### What you will do
Select and copy every line of the items below that contains the word "with". Case counts.

### Dataset records on object locations
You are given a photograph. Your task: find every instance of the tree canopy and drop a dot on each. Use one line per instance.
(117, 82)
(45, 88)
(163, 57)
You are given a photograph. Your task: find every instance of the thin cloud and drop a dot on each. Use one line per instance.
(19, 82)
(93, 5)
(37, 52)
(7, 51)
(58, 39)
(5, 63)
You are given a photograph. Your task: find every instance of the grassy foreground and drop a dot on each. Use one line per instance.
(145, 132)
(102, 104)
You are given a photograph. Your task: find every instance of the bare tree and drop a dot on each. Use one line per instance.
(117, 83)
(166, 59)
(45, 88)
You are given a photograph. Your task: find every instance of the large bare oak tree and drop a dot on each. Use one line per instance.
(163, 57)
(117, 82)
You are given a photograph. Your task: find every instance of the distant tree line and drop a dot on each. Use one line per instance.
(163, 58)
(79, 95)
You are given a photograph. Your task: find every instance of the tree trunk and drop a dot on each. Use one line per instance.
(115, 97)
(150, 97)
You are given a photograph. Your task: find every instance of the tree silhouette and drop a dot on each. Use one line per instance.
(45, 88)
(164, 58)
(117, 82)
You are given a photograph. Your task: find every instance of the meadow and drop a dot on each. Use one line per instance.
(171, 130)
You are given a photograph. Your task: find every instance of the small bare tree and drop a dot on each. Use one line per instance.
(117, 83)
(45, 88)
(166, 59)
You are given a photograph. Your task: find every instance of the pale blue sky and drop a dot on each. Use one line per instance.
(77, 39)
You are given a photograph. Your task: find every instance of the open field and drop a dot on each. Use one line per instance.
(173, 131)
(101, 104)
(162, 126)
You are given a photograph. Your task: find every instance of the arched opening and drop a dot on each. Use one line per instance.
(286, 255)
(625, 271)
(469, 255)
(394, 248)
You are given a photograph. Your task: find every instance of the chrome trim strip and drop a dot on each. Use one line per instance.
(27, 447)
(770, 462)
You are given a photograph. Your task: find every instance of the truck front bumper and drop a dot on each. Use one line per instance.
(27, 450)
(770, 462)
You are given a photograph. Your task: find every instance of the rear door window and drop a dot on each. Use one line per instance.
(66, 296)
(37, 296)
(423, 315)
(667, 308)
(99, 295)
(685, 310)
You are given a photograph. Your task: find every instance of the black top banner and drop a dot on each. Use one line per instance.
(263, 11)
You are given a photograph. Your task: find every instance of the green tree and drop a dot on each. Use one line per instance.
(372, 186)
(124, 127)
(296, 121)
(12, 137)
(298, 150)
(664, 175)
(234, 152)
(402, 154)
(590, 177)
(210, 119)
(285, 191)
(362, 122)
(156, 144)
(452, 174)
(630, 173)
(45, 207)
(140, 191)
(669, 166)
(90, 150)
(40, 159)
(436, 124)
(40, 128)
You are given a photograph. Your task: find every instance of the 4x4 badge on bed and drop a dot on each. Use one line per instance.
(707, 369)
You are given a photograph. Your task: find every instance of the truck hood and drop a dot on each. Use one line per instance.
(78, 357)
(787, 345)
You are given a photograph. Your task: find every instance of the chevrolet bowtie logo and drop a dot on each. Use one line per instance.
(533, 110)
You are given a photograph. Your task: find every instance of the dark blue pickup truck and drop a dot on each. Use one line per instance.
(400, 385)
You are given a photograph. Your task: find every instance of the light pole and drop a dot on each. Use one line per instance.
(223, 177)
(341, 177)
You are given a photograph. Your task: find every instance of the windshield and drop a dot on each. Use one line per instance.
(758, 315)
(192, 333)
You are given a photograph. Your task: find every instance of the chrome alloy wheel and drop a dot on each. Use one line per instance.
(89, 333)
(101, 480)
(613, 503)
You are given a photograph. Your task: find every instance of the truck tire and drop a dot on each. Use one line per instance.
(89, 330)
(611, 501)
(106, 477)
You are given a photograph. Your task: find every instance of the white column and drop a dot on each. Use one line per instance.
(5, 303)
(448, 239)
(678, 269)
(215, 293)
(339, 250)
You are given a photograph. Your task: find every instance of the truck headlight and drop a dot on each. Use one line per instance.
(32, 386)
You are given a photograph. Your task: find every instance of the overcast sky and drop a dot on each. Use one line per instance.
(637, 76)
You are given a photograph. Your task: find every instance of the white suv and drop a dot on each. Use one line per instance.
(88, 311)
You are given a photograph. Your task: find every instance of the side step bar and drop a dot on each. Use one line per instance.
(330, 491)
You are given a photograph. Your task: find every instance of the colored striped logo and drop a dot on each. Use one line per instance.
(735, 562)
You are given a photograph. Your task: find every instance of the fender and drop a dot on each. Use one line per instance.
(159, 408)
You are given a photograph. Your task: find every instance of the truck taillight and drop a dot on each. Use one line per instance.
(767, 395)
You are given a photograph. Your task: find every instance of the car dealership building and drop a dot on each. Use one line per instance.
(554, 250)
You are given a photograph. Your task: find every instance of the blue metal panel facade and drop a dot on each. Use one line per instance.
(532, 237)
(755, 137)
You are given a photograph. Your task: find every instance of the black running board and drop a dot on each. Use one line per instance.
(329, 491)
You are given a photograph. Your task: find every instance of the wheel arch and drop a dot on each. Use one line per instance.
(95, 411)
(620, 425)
==
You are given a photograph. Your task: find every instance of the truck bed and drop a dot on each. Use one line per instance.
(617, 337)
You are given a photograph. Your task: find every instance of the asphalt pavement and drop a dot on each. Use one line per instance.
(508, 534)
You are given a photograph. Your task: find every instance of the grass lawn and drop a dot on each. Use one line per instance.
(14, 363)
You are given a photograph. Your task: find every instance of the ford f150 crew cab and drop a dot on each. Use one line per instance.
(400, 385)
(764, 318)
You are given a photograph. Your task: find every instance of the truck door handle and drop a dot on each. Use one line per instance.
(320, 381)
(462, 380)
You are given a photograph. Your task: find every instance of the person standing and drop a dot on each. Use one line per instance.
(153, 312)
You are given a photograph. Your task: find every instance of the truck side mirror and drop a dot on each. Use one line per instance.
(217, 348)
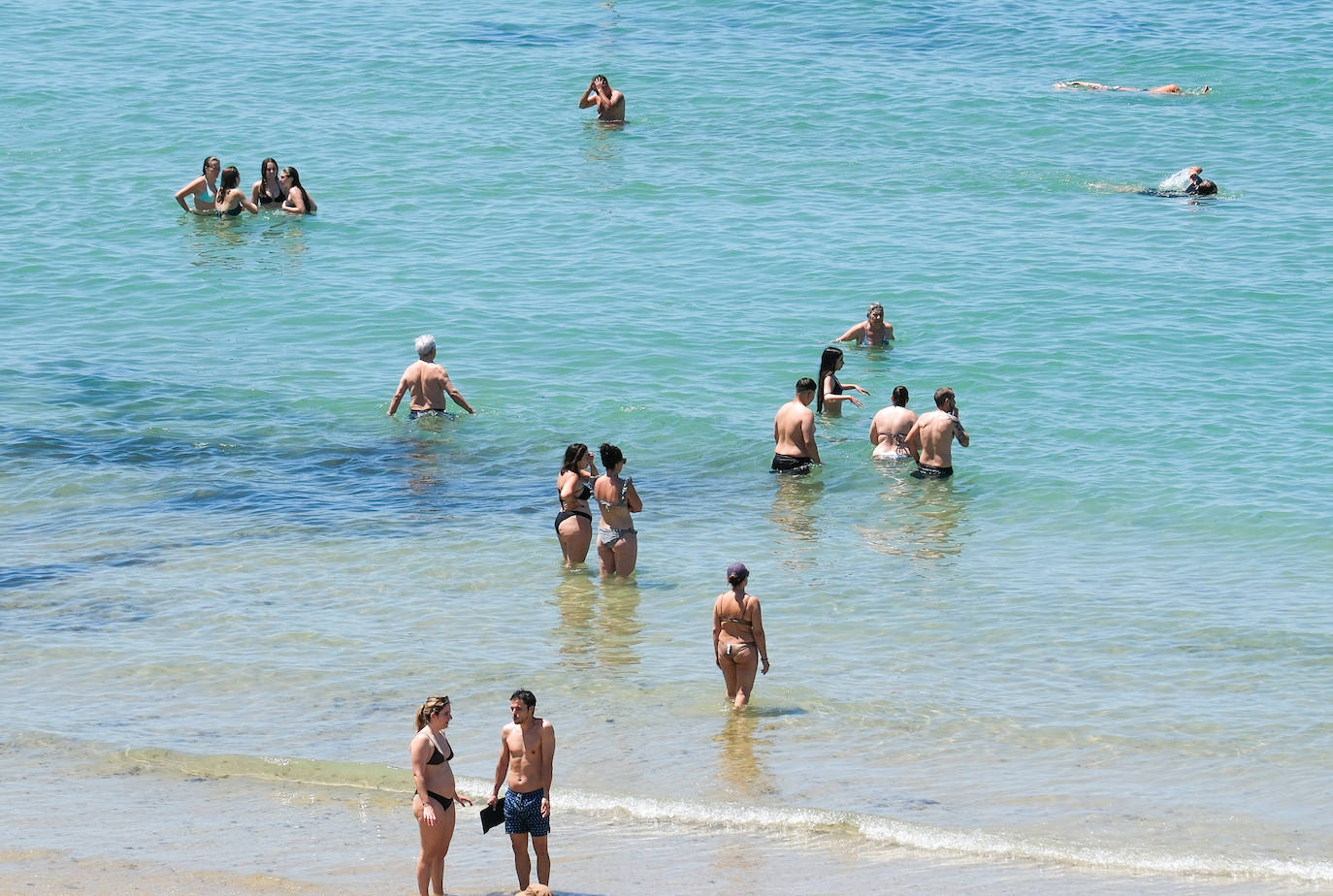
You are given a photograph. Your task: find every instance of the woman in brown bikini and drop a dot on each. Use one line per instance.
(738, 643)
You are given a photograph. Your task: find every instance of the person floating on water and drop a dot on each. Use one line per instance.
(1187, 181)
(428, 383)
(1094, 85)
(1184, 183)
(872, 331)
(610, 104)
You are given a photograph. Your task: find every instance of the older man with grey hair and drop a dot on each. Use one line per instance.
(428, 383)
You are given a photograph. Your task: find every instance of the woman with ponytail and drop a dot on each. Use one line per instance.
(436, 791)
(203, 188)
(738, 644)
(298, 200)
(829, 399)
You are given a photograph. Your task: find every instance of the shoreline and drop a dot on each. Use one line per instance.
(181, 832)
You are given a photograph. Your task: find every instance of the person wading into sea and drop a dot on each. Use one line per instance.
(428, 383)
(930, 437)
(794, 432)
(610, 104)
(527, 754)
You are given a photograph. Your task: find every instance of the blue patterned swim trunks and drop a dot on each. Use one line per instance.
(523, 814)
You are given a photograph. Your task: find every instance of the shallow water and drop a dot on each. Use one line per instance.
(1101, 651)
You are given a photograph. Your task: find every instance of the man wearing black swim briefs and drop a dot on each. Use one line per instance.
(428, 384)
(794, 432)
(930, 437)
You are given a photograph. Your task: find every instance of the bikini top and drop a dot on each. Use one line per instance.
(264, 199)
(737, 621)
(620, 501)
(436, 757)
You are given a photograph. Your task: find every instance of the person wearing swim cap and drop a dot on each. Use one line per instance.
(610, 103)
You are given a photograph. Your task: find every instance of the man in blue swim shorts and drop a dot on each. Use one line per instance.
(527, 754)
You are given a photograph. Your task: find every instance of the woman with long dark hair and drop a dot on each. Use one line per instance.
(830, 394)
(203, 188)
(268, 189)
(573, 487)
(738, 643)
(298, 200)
...
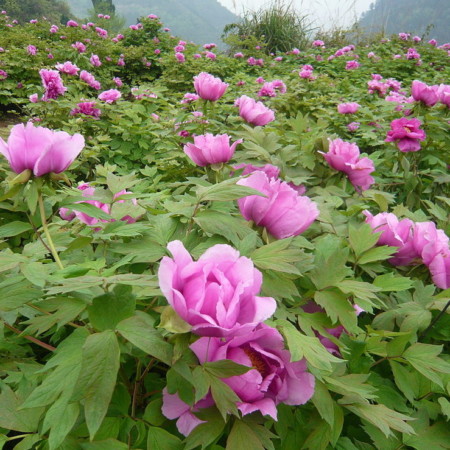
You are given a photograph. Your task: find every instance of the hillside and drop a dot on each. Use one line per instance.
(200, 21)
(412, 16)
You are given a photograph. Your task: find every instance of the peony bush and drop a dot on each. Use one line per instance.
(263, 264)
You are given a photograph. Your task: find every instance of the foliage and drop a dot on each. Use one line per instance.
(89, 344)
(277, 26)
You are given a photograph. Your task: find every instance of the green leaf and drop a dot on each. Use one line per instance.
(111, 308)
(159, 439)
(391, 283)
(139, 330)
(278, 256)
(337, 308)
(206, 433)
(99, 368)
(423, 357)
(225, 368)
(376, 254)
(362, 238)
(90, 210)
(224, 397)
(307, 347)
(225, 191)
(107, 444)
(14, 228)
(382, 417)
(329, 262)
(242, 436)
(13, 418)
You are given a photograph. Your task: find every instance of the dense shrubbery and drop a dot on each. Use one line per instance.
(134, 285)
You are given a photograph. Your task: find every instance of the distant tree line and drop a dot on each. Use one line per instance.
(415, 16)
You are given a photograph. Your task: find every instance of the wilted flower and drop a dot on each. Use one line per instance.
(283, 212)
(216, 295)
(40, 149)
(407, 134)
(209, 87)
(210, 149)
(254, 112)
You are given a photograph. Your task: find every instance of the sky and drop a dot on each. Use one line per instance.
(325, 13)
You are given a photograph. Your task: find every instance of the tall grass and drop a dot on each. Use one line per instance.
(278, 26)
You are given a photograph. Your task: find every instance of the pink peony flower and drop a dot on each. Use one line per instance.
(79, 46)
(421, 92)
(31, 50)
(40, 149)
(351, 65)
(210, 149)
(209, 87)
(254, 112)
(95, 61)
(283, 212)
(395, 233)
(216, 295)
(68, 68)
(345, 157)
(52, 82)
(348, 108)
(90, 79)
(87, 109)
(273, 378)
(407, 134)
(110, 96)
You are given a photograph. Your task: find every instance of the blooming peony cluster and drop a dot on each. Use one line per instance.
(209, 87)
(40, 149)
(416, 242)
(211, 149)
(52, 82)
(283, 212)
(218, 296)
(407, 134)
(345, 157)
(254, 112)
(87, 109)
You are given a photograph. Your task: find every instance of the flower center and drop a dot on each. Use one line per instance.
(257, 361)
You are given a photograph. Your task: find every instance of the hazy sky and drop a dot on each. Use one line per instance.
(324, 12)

### Final result
You are given a photograph. Your task: find every instance of the older man with grey hair and drop a dot on each. Use one line per instance.
You are given a photograph. Your task: find every instance of the woman with ponytail and drop a dot on each. Use one line per instance.
You are given a photograph. Your task: find every instance of the woman with long dark hair and drop a dot on each. Use one line per instance.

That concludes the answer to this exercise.